## 本文
================
麻央さん報道に思うこと。
しばらくテレビをつけていない。
どんなに忙しくても、ニュースくらいは見たかったのだが、ここ数日は怖くて見られなかった。
麻央さんが亡くなられたということで、海老蔵さんの記者会見があったらしい当日は、どこの局のニュースを見ても、その話題で持ちきりだった。
死去の報を聞いて、兄はいっそう体調が悪くなった。
私も、倒れてしまった。
末期がんの兄は、思ったに違いない。
ああ、やっぱり死ぬのだ、と。
どんなに手を尽くしても、どんなにその人の心が強くても、美しくても、みんなが祈っても、なにしても、やっぱり死ぬのだ、とわかった。
とうにわかっていたその当たり前のことを、突きつけられた。
その刃は、報道によって何度も、兄と私に振り下ろされた。
兄は、その夜、入院した。
治療の施しようがない者だけが入れる緩和ケア病棟だ。
うちには、在宅で看るお金も人手もない。
その時点で、唯一の家族でもあり、働き手でもある私に看取られることはあきらめただろう。
私が働かなければ、療養費も生活費もない。
世間は在宅、在宅とかまびすしいが、それができる人は限られているのだ。
================
## 課題内容
本文から「麻央さん報道に思うこと。」以降「治療の施しようがない者だけが入れる緩和ケア病棟だ。」までを、両端の語句も含めて一字一句変えずに引用せよ。

[画像に基づくポインティングデータ]
================
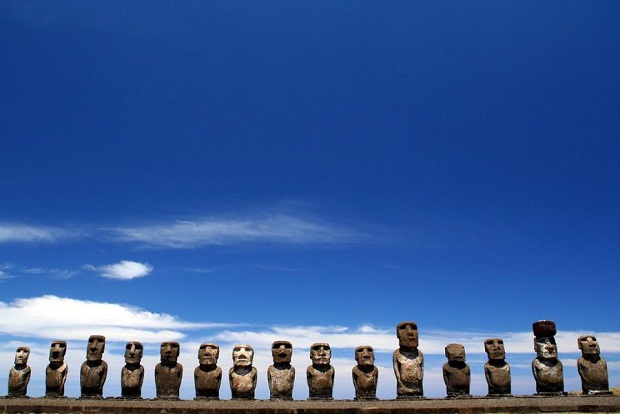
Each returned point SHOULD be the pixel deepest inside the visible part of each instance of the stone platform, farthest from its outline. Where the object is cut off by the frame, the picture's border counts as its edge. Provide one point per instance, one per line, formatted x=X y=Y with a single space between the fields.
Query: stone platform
x=520 y=404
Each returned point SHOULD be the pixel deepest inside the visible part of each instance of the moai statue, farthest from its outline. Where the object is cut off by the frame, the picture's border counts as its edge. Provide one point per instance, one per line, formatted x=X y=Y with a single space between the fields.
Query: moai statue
x=320 y=374
x=456 y=372
x=56 y=372
x=281 y=375
x=242 y=376
x=19 y=376
x=94 y=370
x=497 y=370
x=207 y=375
x=168 y=373
x=546 y=367
x=592 y=367
x=408 y=362
x=365 y=373
x=132 y=374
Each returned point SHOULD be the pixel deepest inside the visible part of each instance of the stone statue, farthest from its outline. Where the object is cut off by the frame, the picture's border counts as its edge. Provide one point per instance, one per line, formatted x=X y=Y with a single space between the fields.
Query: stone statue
x=242 y=376
x=94 y=370
x=207 y=375
x=365 y=373
x=132 y=374
x=408 y=362
x=546 y=367
x=19 y=376
x=281 y=375
x=592 y=367
x=456 y=372
x=320 y=374
x=56 y=371
x=168 y=373
x=497 y=370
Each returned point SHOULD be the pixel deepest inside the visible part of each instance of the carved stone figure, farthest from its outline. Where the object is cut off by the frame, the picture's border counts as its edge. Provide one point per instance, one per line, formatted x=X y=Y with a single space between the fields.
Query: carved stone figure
x=456 y=372
x=546 y=367
x=94 y=370
x=56 y=372
x=168 y=373
x=242 y=376
x=19 y=375
x=132 y=374
x=207 y=375
x=365 y=373
x=497 y=370
x=281 y=375
x=320 y=374
x=592 y=367
x=408 y=362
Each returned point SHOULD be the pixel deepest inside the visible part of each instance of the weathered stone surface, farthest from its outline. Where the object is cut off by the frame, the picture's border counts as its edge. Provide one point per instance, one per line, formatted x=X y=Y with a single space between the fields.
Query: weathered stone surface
x=281 y=375
x=320 y=374
x=408 y=362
================
## 回答
麻央さん報道に思うこと。
しばらくテレビをつけていない。
どんなに忙しくても、ニュースくらいは見たかったのだが、ここ数日は怖くて見られなかった。
麻央さんが亡くなられたということで、海老蔵さんの記者会見があったらしい当日は、どこの局のニュースを見ても、その話題で持ちきりだった。
死去の報を聞いて、兄はいっそう体調が悪くなった。
私も、倒れてしまった。
末期がんの兄は、思ったに違いない。
ああ、やっぱり死ぬのだ、と。
どんなに手を尽くしても、どんなにその人の心が強くても、美しくても、みんなが祈っても、なにしても、やっぱり死ぬのだ、とわかった。
とうにわかっていたその当たり前のことを、突きつけられた。
その刃は、報道によって何度も、兄と私に振り下ろされた。
兄は、その夜、入院した。
治療の施しようがない者だけが入れる緩和ケア病棟だ。